• [TASK TO CARRY OUT] Every line below is to be copied exactly, with the pictures left out.

Point annotations for photos
-- BEGIN --
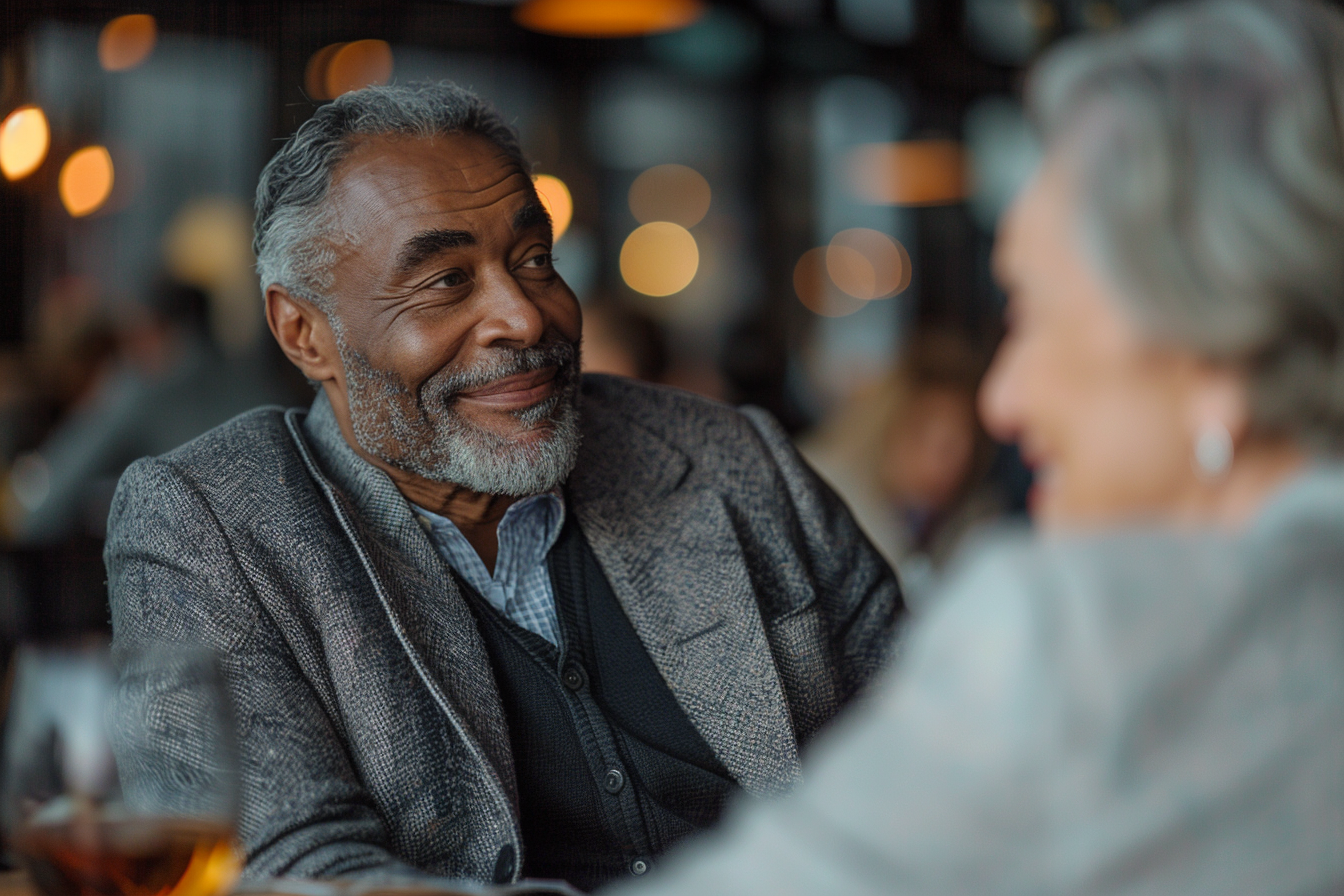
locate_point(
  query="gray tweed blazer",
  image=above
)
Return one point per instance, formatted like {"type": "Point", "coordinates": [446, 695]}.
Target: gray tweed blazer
{"type": "Point", "coordinates": [370, 727]}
-- END --
• [THE RESULT]
locate_point(
  query="gray tweed blazer",
  image=above
)
Return one point per instance, formatted like {"type": "Point", "coordinates": [446, 695]}.
Target: gray tweed blazer
{"type": "Point", "coordinates": [370, 727]}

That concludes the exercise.